• [学習用テキスト]
============================================================

先日のニュースポストセブンにおいて、歯科技工士の過酷労働についての記事…。
記事の内容を要約すると
歯科医師が技工代をダンピングするから、1個400円の仕事を一日30~40個をこなしてゆっくり寝る時間もない。
月の売り上げは40万円でそのうち6割が経費だと言う。
この内容からすると、「歯科医師だけが設けて歯科技工士が過酷労働を強いられている」様な記事だが総合的な実態は全く違うし、内容に重大な大ウソまがいの言い回しもある。
今回はその解説をします。
問題の記事はこちら
歯科技工士 銀歯1個の製作費400円、連日20時間の過酷労働
技工料金が安い?
まず、1個400円の銀歯を作っているとあるが、これはネット検索で「インレー歯科技工料金」と調べて頂けるとすぐに判明するが、どの歯科技工所のホームページをみても400円という銀歯は全くない!
銀歯で最も安い「インレー単純」でも1000円はチャージしている。
???
大ウソか?
そもそもダンピングについての話をさせて頂くと、歯科医師側から発信している訳ではなく大手の歯科技工所などが仕事を取るために値段を下げてアピールしているのが発端である。
しかしこれは世の中のどんな商売でも同じで、他社よりも抜きんでるために価格を下げると言うのはよくある事である。
ただし、これが技工料金の基準になっていくと言うのも事実である。
また、大手の歯科技工所では機器や材料も最新のものを取り入れ、製作物も綺麗で対応もしっかりしている。
そのため、小さい個人の歯科技工所では全く太刀打ちできないのが現実である。
結果、歯科医師に選ばれなくなる事を恐れる歯科技工士は技工料金を大きく下げざるをえない。
では、それを防ぐためにはどうしたら良いのか。
答えは単純で技術や仕事の質を高めれば良い。
そうすれば、料金での勝負はしなくとも自ずと仕事は来る。
もう一つは経営術を磨く事である。
どの大手歯科技工所も最初は個人の小さなところからスタートしている。
仕事のお金が安いとか、寝る時間がない事を決して人のせいになどしている暇なく、がむしゃらに駆け抜けた結果そうなったのだ思う。
上記の「歯科技工技術の向上」と「技工所経営術の向上」、これが出来ない人はそもそも独立すべきではないのではないだろうか?
これは下記の記事にもあるように歯科医師でも同じ事が言える。
➡開業歯科医は勤務医時代の年収を下回る。
技工料金6割が経費?
これは大変申し訳ないが、歯科技工士がこれを聞いてどう感じているだろう?
少なくとも私の知っている複数の歯科技工士の話によれば、「8割」は利益と言う。
もちろん、機材などの初期投資は除きますが、これもどんな商売でも同じ。
利益率の話をする時にランニングコスト以外の話を持ち込む人はいない。

============================================================

• [作業内容 1] 歯科技工士についての文章のうち、「また、大手の歯科技工所では機」で始まり「では、それを防ぐためにはどうしたら良いのか。」で終わる部分をそのまま書き写してください。
• [作業内容 2] 歯科技工士についての文章の続きを、最後の文の次から書いてください。
レコードは歯科技工士についての文章とは関係がありません。

============================================================

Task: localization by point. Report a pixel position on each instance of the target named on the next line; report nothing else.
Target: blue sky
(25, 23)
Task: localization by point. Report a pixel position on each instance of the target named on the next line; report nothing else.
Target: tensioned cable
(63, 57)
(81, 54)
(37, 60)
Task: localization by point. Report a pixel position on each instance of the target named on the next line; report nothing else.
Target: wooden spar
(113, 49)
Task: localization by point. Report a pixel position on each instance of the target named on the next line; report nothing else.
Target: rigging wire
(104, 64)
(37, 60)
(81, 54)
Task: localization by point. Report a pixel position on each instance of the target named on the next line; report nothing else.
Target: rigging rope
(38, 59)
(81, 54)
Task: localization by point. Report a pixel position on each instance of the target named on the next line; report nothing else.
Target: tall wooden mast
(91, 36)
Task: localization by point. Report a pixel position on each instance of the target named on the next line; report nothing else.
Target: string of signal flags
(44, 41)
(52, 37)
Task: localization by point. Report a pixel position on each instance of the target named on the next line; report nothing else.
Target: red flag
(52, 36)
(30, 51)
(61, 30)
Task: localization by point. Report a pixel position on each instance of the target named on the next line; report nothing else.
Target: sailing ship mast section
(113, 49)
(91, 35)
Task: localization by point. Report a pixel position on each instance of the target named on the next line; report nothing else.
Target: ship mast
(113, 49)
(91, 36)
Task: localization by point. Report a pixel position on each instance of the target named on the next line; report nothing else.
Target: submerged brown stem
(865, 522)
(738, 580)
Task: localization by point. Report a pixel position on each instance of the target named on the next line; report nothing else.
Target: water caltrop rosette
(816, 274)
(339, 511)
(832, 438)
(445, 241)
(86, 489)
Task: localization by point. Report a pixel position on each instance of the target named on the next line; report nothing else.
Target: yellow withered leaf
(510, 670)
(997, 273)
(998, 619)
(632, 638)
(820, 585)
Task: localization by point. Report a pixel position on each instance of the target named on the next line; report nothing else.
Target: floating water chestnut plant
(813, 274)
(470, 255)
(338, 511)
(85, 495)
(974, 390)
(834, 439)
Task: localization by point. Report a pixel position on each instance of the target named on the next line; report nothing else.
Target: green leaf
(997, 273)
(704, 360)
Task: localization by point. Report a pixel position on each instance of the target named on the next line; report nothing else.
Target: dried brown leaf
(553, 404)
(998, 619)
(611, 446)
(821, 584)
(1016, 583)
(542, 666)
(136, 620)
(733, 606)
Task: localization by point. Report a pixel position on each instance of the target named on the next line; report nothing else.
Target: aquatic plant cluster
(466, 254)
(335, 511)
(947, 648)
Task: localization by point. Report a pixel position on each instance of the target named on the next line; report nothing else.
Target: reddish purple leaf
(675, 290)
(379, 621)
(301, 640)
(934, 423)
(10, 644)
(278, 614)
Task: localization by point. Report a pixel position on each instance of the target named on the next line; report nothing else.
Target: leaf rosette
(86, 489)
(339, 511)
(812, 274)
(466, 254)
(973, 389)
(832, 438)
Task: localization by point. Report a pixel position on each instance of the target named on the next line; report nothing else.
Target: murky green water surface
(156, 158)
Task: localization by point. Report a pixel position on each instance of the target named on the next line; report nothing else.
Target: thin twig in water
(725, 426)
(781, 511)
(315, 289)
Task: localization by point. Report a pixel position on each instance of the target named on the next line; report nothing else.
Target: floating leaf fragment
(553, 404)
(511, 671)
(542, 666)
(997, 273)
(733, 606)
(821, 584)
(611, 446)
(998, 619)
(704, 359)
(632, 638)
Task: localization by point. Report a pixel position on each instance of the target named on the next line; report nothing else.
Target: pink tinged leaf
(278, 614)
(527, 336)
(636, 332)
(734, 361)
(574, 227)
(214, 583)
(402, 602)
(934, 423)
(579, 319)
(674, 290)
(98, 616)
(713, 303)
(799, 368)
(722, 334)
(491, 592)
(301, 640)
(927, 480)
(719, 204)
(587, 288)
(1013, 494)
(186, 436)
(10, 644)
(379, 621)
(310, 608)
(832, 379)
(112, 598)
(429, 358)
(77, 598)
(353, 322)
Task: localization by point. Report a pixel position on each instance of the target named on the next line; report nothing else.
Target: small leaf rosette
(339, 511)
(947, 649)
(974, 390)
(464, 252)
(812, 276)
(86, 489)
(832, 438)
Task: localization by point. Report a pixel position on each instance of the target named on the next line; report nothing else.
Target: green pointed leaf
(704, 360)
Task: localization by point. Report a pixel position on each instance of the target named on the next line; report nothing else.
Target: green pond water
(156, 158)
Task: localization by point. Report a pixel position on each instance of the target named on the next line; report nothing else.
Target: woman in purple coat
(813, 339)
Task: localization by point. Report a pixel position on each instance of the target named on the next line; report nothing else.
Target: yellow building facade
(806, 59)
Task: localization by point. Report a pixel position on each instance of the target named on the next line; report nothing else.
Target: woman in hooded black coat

============================================================

• [回答 1]
また、大手の歯科技工所では機器や材料も最新のものを取り入れ、製作物も綺麗で対応もしっかりしている。
そのため、小さい個人の歯科技工所では全く太刀打ちできないのが現実である。
結果、歯科医師に選ばれなくなる事を恐れる歯科技工士は技工料金を大きく下げざるをえない。
では、それを防ぐためにはどうしたら良いのか。

• [回答 2]
従ってこの経費6割は大ウソか、よほど経営努力をしていないという事になる。
歯科医院側の利益を知る
上に1個400円の技工料金と書いてありますが、では歯科医院側はこれを患者さんにいくらの診察代になっているかご存知だろうか?
おそらくインレーと呼ばれる保険適応の部分金属冠の小さいものだと思われるので、装着するセメント代金含めて3220円(2016.4.1現在)である。
(保険診療であるため患者負担金は1000円ほど。)
9割も利益ではないかと思われるが、この裏に隠れている歯科医院側が負担する技工料金がある。
それは「金属代」だ。
金属を用いた歯科技工物作製時の金属代金は、歯科医院側が負担する暗黙のルールとなっている。
これが実はバカにならない。
保険の金属は金銀パラジウム合金を使用しているが、これのグラム単価は(製品や購入先によってはピンキリではあるが)現在約1100円ほどである。
小さい部分金属冠で使用する量はおよそ0.3~1.0グラム程度。(虫歯の大きさ深さで変動)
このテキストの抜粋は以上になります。